Reading passage:
---

For many years the membership of the society was small. The first annual general meeting, held in the Queen's Room of the Albert Hall in February 1875, was attended by 23 members. In the next few years the average number of new members was not more than 80 a year, and the membership did not reach 1,000 until 1882, when the turnover was £12,187. A turnover of more than £20,000 was not reached until 1916–17, when the value of the stock stood at £15,543 and the number of members at 3,311.

The outbreak of the First World War in 1914 led the committee to ask members to restrict their orders "to 3 dozen wine and brandy and 1 dozen of Champagne at one time", but no more stringent requirements became necessary until the British government imposed extensive restrictions on imports in 1917, at which point the society closed its application list for new membership. In same year the committee took what it considered the patriotic step of disposing of the society's entire stock of German wines. When peace returned in 1918, the application list was reopened, but the committee did not rush to replenish the society's German stocks and did not do so until the later part of 1921 – just in time, Penning-Rowsell comments, for the greatest German wine vintage of the century. (Note: Broadbent, nearly 20 years after Penning-Rowsell, writes that 1921 was "still the greatest vintage of the century. Small crop of extremely ripe, healthy grapes picked early after a scorching summer.")

---

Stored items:
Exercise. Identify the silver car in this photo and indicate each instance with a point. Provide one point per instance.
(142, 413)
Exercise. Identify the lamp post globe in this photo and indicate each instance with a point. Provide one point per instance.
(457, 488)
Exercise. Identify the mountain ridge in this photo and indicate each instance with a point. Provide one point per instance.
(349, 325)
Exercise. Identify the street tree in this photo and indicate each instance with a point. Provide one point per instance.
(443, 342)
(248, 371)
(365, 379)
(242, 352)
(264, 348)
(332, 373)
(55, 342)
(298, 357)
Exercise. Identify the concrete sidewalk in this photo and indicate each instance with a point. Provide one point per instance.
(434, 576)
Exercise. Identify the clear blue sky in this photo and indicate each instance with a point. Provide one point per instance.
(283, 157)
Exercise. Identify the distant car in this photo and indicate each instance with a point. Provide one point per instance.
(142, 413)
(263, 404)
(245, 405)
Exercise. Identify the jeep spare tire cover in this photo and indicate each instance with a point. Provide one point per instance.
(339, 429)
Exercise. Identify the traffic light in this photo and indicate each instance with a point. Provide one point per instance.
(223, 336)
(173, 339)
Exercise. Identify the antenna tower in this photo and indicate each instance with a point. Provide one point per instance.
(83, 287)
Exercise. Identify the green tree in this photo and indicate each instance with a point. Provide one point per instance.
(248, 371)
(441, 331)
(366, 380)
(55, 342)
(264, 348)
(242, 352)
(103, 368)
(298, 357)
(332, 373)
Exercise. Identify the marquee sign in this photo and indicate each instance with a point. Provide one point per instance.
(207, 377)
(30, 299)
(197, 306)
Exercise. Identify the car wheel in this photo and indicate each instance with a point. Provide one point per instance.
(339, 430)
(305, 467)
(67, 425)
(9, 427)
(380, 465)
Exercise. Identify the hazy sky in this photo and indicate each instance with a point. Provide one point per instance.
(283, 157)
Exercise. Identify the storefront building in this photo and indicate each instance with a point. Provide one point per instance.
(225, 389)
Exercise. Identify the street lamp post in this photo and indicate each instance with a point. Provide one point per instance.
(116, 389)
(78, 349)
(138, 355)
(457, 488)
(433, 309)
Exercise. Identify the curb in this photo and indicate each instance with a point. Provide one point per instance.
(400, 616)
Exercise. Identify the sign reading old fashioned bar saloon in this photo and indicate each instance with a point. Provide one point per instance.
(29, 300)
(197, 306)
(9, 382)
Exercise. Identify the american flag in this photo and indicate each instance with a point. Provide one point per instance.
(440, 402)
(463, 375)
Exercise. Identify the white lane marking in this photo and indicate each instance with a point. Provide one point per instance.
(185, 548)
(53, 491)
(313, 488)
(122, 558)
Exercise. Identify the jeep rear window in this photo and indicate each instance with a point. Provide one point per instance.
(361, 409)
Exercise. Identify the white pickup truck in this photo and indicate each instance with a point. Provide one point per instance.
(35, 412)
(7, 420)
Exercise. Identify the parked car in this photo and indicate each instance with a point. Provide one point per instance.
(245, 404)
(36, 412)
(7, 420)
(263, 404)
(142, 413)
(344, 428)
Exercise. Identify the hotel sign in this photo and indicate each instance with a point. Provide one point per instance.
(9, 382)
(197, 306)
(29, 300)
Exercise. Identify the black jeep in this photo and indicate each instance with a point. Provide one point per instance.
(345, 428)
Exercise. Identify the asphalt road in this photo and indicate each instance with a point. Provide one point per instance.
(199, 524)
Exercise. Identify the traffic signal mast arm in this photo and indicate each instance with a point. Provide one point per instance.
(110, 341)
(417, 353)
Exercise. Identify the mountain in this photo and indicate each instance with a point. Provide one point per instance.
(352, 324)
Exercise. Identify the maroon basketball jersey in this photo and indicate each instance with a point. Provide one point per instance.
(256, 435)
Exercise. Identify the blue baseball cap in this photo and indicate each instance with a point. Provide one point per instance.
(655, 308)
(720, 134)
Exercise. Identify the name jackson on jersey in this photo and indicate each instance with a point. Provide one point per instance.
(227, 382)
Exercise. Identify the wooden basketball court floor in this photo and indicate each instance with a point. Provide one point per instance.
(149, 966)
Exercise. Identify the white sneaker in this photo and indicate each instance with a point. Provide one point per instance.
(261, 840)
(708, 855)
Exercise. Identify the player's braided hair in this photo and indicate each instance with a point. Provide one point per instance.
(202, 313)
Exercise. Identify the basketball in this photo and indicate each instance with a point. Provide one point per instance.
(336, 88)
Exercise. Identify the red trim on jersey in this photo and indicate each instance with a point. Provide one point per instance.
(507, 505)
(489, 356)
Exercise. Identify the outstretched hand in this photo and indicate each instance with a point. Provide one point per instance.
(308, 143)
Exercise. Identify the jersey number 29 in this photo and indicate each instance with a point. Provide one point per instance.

---

Activity A:
How many members attended the society's first annual general meeting, according to the passage on the wine society's early years?
Activity B:
Carry on the passage on the wine society's early years, starting after its last sentence.

Answer box A:
23 members.

Answer box B:
The inter-war period was one of strong growth for the society: membership increased from 5,000 in 1922 to 10,000 in 1932. The Great Depression caused a drastic drop in worldwide demand for fine wine, and those who could still afford it could get spectacular bargains. The Wine Society paid £12 5s (£12.25) a barrique (Note: The traditional barrique bordelaise is a large barrel containing 225 litres, the equivalent of 300 bottles.) for 50 barriques of Château Beychevelle from 1934, the finest vintage of the decade, according to the wine expert Michael Broadbent. The Second World War caused much greater disruption to the society's activities than had the First. The application lists for membership were closed for seven years: even a king – Haakon of Norway, exiled in London – was denied membership.

===Post-war===
After the war the society gradually reestablished itself. The membership continued to grow, and in 1950 several members joined to found the Wine Society Dining Club, arranging tastings and dinners with matured fine wines from the parent society and elsewhere. Large scale tastings were far less common in Britain than they later became, and the dining club was seen as "a unique opportunity to taste wines which most of us would not have the space or patience to mature at home".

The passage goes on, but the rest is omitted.